### SUPPLIED INFORMATION
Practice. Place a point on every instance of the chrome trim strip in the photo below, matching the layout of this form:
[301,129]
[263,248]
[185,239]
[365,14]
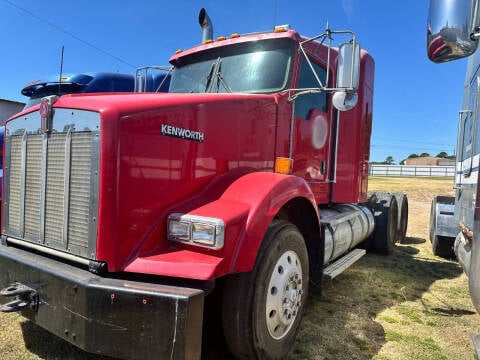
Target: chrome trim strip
[66,186]
[50,251]
[22,184]
[43,188]
[94,194]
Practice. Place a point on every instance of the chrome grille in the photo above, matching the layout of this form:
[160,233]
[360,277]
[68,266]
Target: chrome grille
[51,182]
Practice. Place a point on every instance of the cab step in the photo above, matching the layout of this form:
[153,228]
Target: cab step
[342,264]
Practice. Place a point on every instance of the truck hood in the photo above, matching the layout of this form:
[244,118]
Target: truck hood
[165,153]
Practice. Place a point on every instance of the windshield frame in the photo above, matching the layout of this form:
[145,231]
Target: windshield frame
[225,56]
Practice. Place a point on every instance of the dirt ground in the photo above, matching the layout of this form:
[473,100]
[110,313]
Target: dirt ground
[410,305]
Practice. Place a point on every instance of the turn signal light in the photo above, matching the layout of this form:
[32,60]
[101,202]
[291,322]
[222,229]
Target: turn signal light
[283,165]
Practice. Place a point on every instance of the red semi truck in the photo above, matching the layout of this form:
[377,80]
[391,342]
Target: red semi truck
[124,213]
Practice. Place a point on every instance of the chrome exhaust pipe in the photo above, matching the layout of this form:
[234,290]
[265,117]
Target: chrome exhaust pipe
[206,25]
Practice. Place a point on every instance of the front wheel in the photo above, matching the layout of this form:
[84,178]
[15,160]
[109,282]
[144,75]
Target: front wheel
[262,309]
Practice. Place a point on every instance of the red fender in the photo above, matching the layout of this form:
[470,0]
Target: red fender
[247,208]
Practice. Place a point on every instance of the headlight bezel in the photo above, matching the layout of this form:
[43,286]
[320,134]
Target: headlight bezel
[196,230]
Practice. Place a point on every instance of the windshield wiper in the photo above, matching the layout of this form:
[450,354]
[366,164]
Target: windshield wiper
[213,74]
[208,78]
[220,78]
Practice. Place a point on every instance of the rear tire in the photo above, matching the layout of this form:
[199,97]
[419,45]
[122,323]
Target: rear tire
[386,224]
[262,309]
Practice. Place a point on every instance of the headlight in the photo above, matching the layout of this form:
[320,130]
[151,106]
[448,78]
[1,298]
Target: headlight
[197,230]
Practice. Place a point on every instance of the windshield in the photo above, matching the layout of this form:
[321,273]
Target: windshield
[253,67]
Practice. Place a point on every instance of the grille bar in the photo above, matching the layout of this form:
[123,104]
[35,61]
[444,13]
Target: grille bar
[51,182]
[66,187]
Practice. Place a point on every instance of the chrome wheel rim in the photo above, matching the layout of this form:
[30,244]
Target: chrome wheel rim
[284,295]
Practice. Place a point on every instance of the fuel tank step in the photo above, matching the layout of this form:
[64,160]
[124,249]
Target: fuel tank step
[24,297]
[342,264]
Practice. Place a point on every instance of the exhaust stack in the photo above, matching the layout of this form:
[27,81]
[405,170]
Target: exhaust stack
[206,25]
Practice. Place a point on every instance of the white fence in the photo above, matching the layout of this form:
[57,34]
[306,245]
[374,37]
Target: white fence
[412,170]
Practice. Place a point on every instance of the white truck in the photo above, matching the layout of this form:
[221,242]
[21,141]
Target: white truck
[453,32]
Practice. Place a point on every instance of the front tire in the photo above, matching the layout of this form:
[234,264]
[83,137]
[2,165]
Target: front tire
[262,309]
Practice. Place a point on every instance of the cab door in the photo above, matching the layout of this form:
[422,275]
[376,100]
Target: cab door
[312,132]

### WHAT TO DO
Retype the data above exactly, dropping every picture.

### TASK ANSWER
Practice. Place a point on every instance of the chrome trim strip in the photo below, matching the layout of this form:
[301,129]
[263,248]
[185,239]
[365,14]
Target: chrome trim strip
[66,186]
[50,251]
[22,184]
[43,188]
[94,194]
Practice. Place a point on every instance of the chrome grille in the photo above, matching the layout of this form:
[160,233]
[360,277]
[68,266]
Target: chrome grille
[51,182]
Practice. Place a point on every instance of the cab step in the photo above, matching the layout of this form:
[153,228]
Target: cab step
[342,264]
Practice. Place a point on every instance of the truck hood in the photo above, matching the layout of this form:
[244,118]
Target: truck hood
[165,153]
Practice. Place a point on every instance of the windshield frame in the photo above, matching the layout of this form:
[145,231]
Target: windshield frame
[225,56]
Practice. Place a point on every instance of the dirt ground in the photo above, matching the layout of this form:
[473,100]
[110,313]
Target: dirt ground
[410,305]
Practice. Place a point on every instance of the turn signal light in the photo above, matching the layout of this form:
[32,60]
[101,202]
[291,322]
[222,229]
Target: turn signal light
[283,165]
Practice. Place a point on every instance of the red semi truck in the photo above, matching the layout of this form:
[377,80]
[391,342]
Target: red semi truck
[124,213]
Practice. Place a point on every instance of the chrome exhaust pipe in the photo above, matching the layout of this form:
[234,290]
[265,117]
Target: chrome exhaust pipe
[206,25]
Practice. Place a point on every instance of the front wheel in the photo above, matching the layout of this form:
[84,178]
[15,160]
[109,282]
[144,75]
Target: front wheel
[262,309]
Practice. Place a point on every instance of the red fender in the photo above, matching the layout of this form:
[470,0]
Target: red fender
[247,208]
Practice. Place a point on every instance of the headlight bezel in the photo above, matching the layout of this form:
[43,286]
[320,134]
Target: headlight bezel
[196,230]
Practice. Place a point on every instance of the windshield wiper in the photo above, matching the layout of this form:
[450,354]
[366,164]
Target: windshield wiper
[213,74]
[208,78]
[220,78]
Practice. Place a point on every instance of the rear tire in the photo above, matching the layout of this form:
[199,97]
[419,45]
[122,323]
Target: rear tire
[386,224]
[262,309]
Practice. Place a point on every instance of the headlight in the photo above, matching the layout of this form:
[320,130]
[151,106]
[448,78]
[1,298]
Target: headlight
[197,230]
Practice. Place a point on every instance of the windshield in the photo above, matching the layout of this form:
[321,273]
Target: windshield
[253,67]
Practice. Place a point on every instance of the grille bar in the photo above, matching the layout of this form:
[123,104]
[35,61]
[444,13]
Target: grille bar
[51,182]
[66,187]
Practice. Place a point on every instance of the chrome wheel rim in the photo above, matching the layout of this form:
[30,244]
Target: chrome wheel rim
[284,295]
Practice. Place a point on every instance of the fuel tank step in the photo above, matching the layout of this form:
[64,160]
[124,249]
Target: fuel tank step
[24,297]
[342,264]
Practice. Place a point on every instance of the exhaust stack in the photo above, matching the layout of this form:
[27,81]
[405,170]
Target: exhaust stack
[206,25]
Practice. Place a point on every instance of the white fence in the photo above, matching the layout of this form:
[57,34]
[306,245]
[374,37]
Target: white fence
[412,170]
Practice. Place a point on every instance of the white truck in the photo above, matching the layout of this form:
[221,242]
[21,141]
Target: white truck
[453,32]
Practice. Place a point on every instance of the front tire in the photo above, matching the layout of this form:
[234,264]
[83,137]
[2,165]
Target: front tire
[262,309]
Practice. Place a point on every instance of the cab door in the photo above, matching the layout of this form:
[422,275]
[376,100]
Target: cab door
[312,132]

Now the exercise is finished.